* _WORK INSTRUCTIONS_
Repeat only the stretch of lines below that runs from the line with "Task: point out the distant building" through the line with "Task: point out the reflection", unaltered.

[Start of Attachment]

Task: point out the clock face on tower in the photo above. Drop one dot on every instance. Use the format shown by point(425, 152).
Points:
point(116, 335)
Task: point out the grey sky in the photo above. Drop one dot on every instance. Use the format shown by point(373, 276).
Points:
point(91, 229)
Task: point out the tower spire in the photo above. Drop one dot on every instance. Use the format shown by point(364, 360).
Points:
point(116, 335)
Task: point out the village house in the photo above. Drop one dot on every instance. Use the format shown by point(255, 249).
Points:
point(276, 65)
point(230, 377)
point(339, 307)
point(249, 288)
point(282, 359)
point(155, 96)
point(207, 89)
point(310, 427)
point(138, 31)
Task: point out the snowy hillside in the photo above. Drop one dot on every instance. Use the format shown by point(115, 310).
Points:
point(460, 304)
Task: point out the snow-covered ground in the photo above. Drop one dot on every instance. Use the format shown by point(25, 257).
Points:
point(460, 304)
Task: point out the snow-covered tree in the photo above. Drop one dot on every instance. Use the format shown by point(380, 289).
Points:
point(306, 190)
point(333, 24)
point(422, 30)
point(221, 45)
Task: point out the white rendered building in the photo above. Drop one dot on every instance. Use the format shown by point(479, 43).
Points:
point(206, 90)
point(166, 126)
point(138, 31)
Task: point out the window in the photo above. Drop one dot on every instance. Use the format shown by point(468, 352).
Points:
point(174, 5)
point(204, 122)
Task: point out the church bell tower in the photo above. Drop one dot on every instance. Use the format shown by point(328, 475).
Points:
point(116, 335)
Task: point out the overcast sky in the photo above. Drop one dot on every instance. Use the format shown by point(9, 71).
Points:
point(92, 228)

[End of Attachment]
[Start of Attachment]

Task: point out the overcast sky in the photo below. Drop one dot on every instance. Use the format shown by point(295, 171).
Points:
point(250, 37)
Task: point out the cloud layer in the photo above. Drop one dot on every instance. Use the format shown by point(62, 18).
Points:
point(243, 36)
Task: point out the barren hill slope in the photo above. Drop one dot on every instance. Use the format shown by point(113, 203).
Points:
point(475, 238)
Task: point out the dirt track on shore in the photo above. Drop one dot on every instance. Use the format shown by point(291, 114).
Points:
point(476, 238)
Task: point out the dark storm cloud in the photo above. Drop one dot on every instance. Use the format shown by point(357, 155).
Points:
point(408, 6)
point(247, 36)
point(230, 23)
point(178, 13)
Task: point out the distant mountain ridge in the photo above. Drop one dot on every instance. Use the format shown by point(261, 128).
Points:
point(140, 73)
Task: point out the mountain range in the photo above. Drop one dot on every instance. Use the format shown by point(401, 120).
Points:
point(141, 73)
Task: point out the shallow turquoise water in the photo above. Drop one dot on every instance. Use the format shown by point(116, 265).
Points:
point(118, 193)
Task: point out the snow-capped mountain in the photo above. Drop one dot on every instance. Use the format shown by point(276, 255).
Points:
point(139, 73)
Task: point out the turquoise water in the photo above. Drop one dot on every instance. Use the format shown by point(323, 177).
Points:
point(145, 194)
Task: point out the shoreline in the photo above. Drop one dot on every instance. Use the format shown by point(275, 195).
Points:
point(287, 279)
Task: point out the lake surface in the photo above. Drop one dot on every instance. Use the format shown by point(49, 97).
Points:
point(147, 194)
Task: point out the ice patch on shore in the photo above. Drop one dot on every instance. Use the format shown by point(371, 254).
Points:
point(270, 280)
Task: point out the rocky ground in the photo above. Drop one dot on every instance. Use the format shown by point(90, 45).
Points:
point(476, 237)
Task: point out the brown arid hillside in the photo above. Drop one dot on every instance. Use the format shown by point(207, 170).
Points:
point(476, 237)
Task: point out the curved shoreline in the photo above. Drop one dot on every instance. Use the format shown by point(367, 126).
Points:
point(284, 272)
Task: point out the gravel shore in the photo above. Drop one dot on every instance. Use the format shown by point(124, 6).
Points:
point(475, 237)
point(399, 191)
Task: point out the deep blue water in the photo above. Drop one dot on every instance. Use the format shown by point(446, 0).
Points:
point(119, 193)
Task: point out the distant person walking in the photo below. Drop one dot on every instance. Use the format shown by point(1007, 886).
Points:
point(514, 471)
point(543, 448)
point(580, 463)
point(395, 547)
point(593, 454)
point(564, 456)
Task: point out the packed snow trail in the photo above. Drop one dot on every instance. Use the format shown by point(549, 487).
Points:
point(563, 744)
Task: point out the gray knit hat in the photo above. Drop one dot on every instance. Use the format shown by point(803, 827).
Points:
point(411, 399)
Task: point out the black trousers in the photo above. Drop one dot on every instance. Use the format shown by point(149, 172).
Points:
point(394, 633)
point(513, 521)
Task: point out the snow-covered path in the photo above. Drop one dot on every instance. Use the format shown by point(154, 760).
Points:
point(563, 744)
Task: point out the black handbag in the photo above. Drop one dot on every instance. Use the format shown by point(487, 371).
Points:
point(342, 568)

[End of Attachment]
[Start of Attachment]

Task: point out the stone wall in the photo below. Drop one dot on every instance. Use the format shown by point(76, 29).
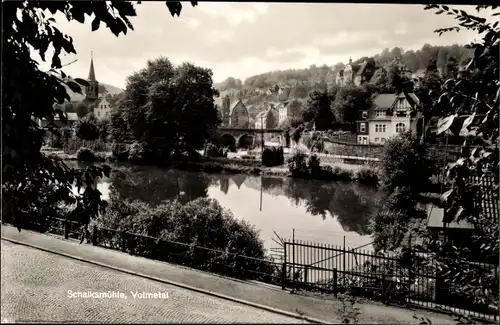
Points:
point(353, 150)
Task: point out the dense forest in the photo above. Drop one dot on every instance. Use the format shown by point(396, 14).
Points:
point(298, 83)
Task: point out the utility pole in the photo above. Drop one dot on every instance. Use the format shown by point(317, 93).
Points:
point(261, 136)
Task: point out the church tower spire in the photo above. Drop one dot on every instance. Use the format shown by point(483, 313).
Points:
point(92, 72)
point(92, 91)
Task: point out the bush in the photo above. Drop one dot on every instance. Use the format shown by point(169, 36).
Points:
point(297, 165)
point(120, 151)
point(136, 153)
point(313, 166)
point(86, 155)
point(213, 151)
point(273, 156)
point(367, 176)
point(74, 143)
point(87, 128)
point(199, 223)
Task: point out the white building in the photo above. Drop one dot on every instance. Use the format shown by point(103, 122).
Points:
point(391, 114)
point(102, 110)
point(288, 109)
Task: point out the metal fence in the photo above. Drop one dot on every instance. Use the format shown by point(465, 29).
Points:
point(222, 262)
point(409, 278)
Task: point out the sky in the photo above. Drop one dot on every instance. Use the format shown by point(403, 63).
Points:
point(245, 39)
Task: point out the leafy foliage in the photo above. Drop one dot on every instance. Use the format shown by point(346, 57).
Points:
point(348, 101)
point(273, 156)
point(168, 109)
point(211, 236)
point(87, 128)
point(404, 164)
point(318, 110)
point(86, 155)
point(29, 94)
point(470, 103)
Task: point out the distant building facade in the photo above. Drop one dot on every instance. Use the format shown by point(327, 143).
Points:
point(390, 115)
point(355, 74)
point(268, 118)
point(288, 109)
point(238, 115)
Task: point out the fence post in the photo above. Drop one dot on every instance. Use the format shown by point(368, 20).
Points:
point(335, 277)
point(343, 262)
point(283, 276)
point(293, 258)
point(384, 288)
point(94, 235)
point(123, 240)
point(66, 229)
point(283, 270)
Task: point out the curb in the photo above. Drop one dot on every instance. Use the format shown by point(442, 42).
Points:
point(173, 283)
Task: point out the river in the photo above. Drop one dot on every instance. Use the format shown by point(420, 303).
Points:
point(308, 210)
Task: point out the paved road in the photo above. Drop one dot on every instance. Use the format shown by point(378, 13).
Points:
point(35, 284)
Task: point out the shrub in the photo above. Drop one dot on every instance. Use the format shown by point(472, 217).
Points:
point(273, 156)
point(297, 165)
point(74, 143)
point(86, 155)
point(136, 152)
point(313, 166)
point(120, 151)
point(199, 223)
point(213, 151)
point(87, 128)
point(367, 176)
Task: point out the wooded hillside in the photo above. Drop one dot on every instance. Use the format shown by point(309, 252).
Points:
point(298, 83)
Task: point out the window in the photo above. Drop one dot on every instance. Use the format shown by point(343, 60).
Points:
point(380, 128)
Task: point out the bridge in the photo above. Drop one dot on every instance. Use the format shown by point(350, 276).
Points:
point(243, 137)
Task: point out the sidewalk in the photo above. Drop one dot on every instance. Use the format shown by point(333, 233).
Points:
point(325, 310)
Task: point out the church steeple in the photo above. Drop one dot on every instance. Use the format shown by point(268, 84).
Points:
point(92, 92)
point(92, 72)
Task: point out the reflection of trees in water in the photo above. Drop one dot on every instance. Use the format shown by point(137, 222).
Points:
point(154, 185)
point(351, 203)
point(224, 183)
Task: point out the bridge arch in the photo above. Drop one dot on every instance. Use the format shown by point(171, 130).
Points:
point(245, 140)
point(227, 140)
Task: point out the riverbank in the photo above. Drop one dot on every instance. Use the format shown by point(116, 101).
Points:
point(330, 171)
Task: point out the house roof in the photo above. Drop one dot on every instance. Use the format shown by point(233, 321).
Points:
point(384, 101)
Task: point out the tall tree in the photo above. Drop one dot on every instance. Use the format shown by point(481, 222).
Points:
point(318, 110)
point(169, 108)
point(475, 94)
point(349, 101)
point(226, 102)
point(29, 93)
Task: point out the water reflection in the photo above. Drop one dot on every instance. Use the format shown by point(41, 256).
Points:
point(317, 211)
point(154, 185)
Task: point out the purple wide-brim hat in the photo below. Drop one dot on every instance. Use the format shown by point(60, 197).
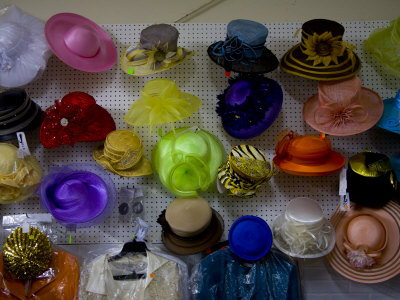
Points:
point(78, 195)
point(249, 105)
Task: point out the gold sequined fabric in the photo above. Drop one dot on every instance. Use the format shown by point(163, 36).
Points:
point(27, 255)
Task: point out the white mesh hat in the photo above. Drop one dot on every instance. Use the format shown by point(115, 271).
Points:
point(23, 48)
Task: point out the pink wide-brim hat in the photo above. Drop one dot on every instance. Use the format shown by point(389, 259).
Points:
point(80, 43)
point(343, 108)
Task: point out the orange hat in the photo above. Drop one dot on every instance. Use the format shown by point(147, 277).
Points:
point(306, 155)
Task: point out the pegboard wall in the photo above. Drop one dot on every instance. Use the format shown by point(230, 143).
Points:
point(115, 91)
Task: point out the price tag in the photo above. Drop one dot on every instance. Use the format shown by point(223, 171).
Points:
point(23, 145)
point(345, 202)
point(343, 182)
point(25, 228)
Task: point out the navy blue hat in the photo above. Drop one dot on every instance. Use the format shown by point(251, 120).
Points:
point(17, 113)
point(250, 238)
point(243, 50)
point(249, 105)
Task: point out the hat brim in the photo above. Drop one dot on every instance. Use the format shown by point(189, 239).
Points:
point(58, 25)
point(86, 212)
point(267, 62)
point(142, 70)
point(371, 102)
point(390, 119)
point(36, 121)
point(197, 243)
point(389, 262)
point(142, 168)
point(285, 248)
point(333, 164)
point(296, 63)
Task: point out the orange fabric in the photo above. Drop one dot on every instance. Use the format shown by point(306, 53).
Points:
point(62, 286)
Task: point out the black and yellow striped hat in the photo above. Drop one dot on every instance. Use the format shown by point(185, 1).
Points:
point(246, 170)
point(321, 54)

[End of Attachment]

* _ANSWER AREA_
Task: point out the distant building facade in the photo above. Drop one dot on every instance. Use the format shown by point(327, 143).
Points:
point(390, 115)
point(355, 74)
point(268, 118)
point(288, 109)
point(238, 115)
Task: point out the fence post in the photo above. Drop one dot on every instance. Use the format shown by point(368, 20).
Points:
point(335, 277)
point(343, 262)
point(283, 276)
point(293, 258)
point(384, 288)
point(94, 235)
point(123, 240)
point(66, 229)
point(283, 270)
Task: point out the curb in the photo above. Drop one dot on every instance. Use the format shown by point(442, 42).
Points:
point(173, 283)
Task: point out the river in the photo above. Drop one dot on every instance. Use the format shown by point(420, 303).
Points:
point(308, 210)
Task: point out the paved road in the photo above. Drop one dot on every instance. Use the format shown by point(378, 13).
Points:
point(35, 284)
Task: point out the shrub in the photo above. Drop one dot on every instance. Use the format shown by point(472, 217).
Points:
point(273, 156)
point(297, 165)
point(74, 143)
point(86, 155)
point(136, 152)
point(313, 166)
point(120, 151)
point(199, 223)
point(213, 151)
point(87, 128)
point(367, 176)
Task: point out the wooded hillside in the photo above. Drop one dot on every instance. Use the format shown by point(309, 252).
Points:
point(298, 83)
Task: point out the window in the photo above. Drop one dot on every instance. Use the format shown by point(343, 60).
Points:
point(380, 128)
Task: point out the bridge in the photo above. Drop one dot on every instance. Use the format shown by point(350, 276).
Points:
point(243, 137)
Task: point out the sidewalk in the photo above. Drop one dot on every instance. Use the format shown by point(333, 233).
Points:
point(325, 310)
Task: point out the church steeple in the photo above. Drop one dot on every instance. Use the format shown by point(268, 84).
Points:
point(92, 92)
point(92, 72)
Task: point out the reflection of trees in water in the photo above. Drop one dot on every instance. Use the format shown by point(137, 222).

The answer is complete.